WRITTEN PROBLEM:
In the records, switch "spot" to "see" everywhere it occurs in the part that opens with the line containing "man in white shirt?" and closes with the line containing "[105,0,150,44]", then give only those lines again with nothing else changed.

DATA FOR THIS TASK:

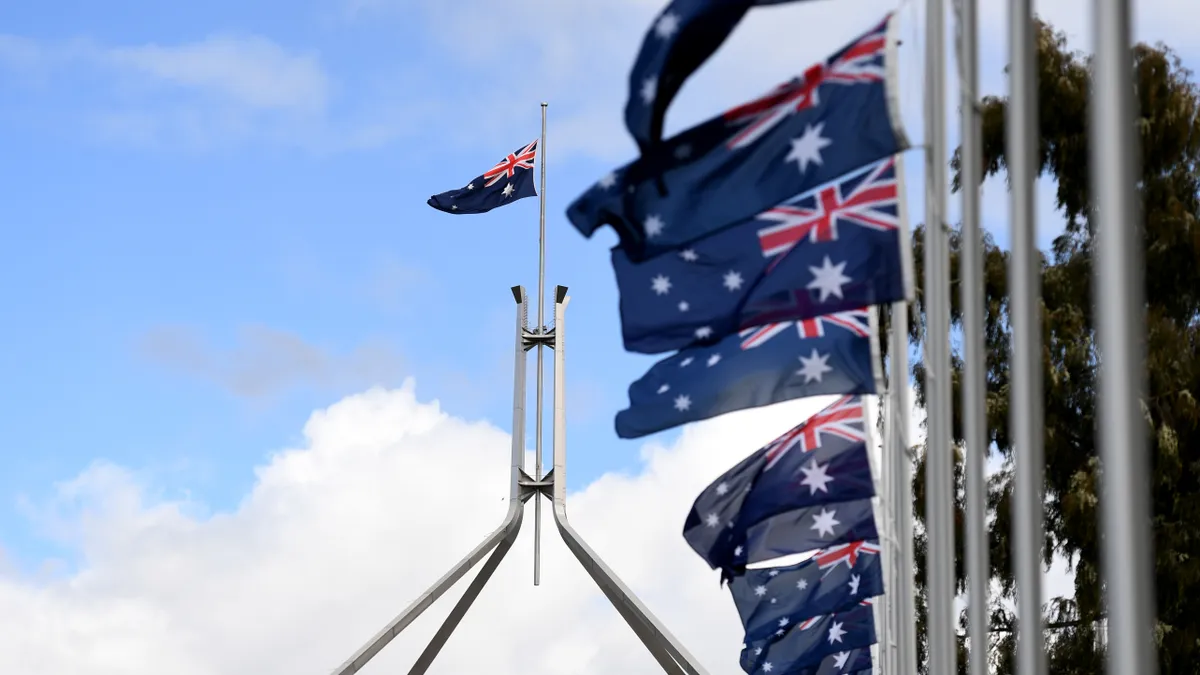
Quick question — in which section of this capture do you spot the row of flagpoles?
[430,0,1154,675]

==

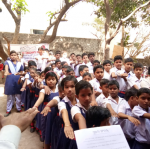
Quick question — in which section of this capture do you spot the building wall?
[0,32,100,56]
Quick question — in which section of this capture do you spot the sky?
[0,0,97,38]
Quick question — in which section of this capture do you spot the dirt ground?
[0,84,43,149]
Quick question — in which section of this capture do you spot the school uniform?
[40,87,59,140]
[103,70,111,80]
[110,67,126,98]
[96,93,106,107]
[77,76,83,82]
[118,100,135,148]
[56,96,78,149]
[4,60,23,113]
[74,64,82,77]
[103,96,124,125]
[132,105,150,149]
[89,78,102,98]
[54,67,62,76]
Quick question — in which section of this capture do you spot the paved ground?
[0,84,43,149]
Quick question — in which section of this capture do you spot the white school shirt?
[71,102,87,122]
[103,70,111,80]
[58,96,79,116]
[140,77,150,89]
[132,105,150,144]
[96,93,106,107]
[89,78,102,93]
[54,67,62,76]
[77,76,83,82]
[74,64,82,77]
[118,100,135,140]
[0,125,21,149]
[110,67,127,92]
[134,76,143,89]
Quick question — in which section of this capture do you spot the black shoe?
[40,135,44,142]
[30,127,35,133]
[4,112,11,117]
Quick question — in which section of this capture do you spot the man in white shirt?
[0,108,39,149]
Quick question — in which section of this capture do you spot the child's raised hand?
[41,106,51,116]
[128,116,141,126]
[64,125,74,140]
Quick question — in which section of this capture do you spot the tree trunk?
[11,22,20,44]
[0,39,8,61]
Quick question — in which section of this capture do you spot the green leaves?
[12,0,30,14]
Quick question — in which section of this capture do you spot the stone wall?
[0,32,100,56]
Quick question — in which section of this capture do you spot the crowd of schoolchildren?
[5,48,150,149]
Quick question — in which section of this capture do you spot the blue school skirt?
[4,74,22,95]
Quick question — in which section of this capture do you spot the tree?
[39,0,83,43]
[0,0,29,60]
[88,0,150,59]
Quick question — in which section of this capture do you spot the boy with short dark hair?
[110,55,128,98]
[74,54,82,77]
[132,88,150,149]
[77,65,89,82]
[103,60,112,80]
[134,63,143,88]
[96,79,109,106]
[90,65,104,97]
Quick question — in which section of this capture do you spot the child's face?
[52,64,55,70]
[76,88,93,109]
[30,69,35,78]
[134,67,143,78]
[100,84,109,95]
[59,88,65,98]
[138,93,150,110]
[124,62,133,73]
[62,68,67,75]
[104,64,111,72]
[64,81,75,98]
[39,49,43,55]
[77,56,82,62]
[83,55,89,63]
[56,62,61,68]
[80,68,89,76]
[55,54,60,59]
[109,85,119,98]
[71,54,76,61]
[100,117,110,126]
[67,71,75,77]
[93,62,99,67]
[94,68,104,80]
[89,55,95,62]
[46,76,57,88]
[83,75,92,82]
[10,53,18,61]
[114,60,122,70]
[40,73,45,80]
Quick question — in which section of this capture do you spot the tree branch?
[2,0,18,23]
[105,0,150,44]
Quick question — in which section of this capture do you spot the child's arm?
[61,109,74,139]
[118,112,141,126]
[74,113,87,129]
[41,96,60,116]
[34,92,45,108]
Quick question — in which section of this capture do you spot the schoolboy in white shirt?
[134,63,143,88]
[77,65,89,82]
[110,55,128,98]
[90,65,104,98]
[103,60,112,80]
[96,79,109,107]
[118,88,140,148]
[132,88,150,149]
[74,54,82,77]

REPLY:
Quick question — in which section of this capture do you see the man in white shirt?
[0,108,39,149]
Quick question — in which section of this capture do you see the child's raised hand?
[41,106,51,116]
[128,116,141,126]
[64,125,74,140]
Quick question — in which section of this capture do you see the tree trunk?
[11,22,20,44]
[0,39,8,61]
Quick question — in which section of this capture do you see the green leaves?
[12,0,30,14]
Quick question — in which section of this capture do you see the stone wall?
[0,32,100,56]
Quick question — in which section of this capture do you see the crowd of schoolchildren?
[5,48,150,149]
Quick question — in which section of this capture do you see the blue school skirt?
[4,74,22,95]
Quick question — in which section of this capture do you see the tree?
[39,0,83,43]
[0,0,29,60]
[88,0,150,59]
Quick question — in which section of this capture do you see the boy with short dark hair?
[110,55,128,98]
[74,54,82,77]
[132,88,150,149]
[77,65,89,82]
[103,60,112,80]
[134,63,143,88]
[96,79,109,106]
[90,65,104,97]
Quick question — in which section of this capture do you see the child's face?
[52,64,55,70]
[76,88,93,109]
[30,69,35,78]
[134,67,143,78]
[100,84,109,95]
[59,88,65,98]
[138,93,150,110]
[124,62,133,73]
[62,68,67,75]
[104,64,111,72]
[64,81,75,98]
[39,49,43,55]
[77,56,82,62]
[83,55,89,63]
[56,62,61,68]
[80,68,89,76]
[55,54,60,59]
[109,85,119,98]
[71,54,76,61]
[100,117,110,126]
[67,71,75,77]
[93,62,99,67]
[94,68,104,80]
[89,55,95,62]
[46,76,57,88]
[83,75,92,82]
[10,53,18,61]
[114,60,122,70]
[40,73,45,80]
Quick question — in which section of this capture do you see the tree branch?
[2,0,18,23]
[105,0,150,44]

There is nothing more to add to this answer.